WHAT THIS TASK INVOLVES:
Reproduce each entry below exactly, without omitting any.
RECORD EXTRACTS section start
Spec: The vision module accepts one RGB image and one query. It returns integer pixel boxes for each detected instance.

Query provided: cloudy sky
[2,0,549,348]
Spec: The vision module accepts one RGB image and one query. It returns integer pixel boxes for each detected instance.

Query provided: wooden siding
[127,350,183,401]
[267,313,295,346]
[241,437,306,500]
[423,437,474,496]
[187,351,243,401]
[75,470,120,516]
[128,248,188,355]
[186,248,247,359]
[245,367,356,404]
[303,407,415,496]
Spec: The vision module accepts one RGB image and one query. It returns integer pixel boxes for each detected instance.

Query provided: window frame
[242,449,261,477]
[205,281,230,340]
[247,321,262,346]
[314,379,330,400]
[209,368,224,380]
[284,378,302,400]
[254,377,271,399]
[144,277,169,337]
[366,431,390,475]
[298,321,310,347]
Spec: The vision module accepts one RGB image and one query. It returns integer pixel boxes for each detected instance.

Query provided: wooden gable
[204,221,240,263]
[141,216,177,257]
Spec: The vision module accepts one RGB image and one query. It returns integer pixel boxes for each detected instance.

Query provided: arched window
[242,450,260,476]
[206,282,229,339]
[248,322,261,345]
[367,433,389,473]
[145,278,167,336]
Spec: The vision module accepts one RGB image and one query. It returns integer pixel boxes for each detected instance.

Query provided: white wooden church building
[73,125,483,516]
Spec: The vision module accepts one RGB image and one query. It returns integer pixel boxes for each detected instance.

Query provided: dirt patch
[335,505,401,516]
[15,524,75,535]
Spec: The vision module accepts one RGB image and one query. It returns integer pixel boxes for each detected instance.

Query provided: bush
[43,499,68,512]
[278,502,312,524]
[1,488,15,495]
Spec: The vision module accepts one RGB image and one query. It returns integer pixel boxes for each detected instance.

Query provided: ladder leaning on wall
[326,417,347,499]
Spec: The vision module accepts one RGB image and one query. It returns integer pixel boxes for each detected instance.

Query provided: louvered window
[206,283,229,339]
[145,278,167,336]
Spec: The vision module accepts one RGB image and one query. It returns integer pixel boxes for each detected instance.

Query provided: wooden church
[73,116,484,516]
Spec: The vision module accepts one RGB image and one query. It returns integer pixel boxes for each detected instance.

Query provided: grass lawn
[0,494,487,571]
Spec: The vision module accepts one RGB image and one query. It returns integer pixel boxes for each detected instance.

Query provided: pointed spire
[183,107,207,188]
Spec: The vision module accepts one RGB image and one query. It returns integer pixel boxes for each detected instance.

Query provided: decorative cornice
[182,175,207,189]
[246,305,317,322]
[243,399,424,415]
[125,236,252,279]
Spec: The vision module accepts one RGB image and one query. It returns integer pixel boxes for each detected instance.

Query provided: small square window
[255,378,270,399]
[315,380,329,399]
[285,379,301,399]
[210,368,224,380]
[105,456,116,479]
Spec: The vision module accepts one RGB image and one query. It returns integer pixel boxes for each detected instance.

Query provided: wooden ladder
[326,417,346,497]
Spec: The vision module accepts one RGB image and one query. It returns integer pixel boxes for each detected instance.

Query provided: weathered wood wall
RECORD EXTRACTS section end
COMPLETED EXERCISE:
Spec: The vision module accepts one RGB image and one query. It returns integer pixel boxes for each detected instance.

Query provided: cloudy sky
[2,0,549,348]
Spec: The vision module accepts one RGB image and one query. It returns integer pixel boxes for each detected instance.

Query provided: wooden siding
[127,350,183,401]
[267,313,295,346]
[241,437,306,500]
[423,437,474,496]
[187,351,243,401]
[75,470,120,516]
[128,248,188,355]
[186,248,247,359]
[245,367,356,404]
[303,407,415,496]
Spec: The vision module accepts one RGB image and one query. It returns integer pixel boxes for each detected instance.

Query provided: window frame
[242,449,261,477]
[205,281,230,340]
[247,321,262,346]
[314,379,330,400]
[209,368,224,380]
[284,378,302,400]
[254,377,271,399]
[144,277,169,337]
[366,431,390,475]
[298,321,310,347]
Spec: The vision module accepts one RGB image and one query. It returns integer pixel boxes for each detected instance.

Query provided: wooden gable
[204,221,240,263]
[141,216,177,257]
Spec: The vision module accepts one RGB image and one query. It returns integer pixel boxes for each detected instance.

Query provided: arched window
[242,450,260,476]
[206,282,229,339]
[248,322,261,345]
[367,433,389,473]
[145,278,167,336]
Spec: The vision module accepts one RGB image and one query. It returns integer pixel boxes for each detected instance.

Query provided: white wooden church building
[73,125,483,516]
Spec: The vision module accepts one RGB image and one query. It returns integer pixel boxes for each detected instance.

Query provided: dirt patch
[335,505,401,516]
[15,524,75,535]
Spec: The vision module accepts one RGB image and one query. It returns integer pixel boxes for each detected instance.

Query provided: bush
[43,499,68,512]
[278,502,312,524]
[1,488,15,495]
Spec: The vision module accepts one RGB image and one query. It returns integer pixel boxes for each detected instance.

Query provided: ladder leaning on wall
[326,417,347,499]
Spec: The vision module accepts one RGB image and one query. It returns integer pixel boxes for each detected instance.

Query provided: louvered window
[206,283,229,339]
[145,278,167,336]
Spec: The vision module accepts one RGB image and one query. It returns integer pixel boxes for each detected instance.

Query provided: wooden church
[73,116,484,516]
Spec: The vision module accepts one RGB image and one query. It returns integer pixel boxes for each detected instance.

Query provided: grass lawn
[0,494,487,571]
Spec: The vision module accepts one RGB image and one query. It returns integer pixel boxes for each detected instance.

Query provided: pointed spire
[183,107,207,188]
Spec: The vision module accepts one RGB image and one query. It returns integer pixel boxes for each detected instance.

Query provided: decorative cornice
[182,175,207,189]
[246,305,317,322]
[243,399,424,415]
[125,236,252,279]
Spec: The vision module accepts one RGB image and one query. It returns integer pixel boxes for each detected instance.

Query provided: small square window
[255,378,270,399]
[315,380,329,399]
[285,379,301,399]
[210,368,224,380]
[105,456,116,479]
Spec: The vision module accepts one RGB image and one query. It returns integer pixel boxes for each detected instance.

Query provided: wooden ladder
[326,417,346,497]
Spec: The vision module accepts one RGB image and one query. It returns integer pixel boxes for each detected instance.

Query provided: weathered wood wall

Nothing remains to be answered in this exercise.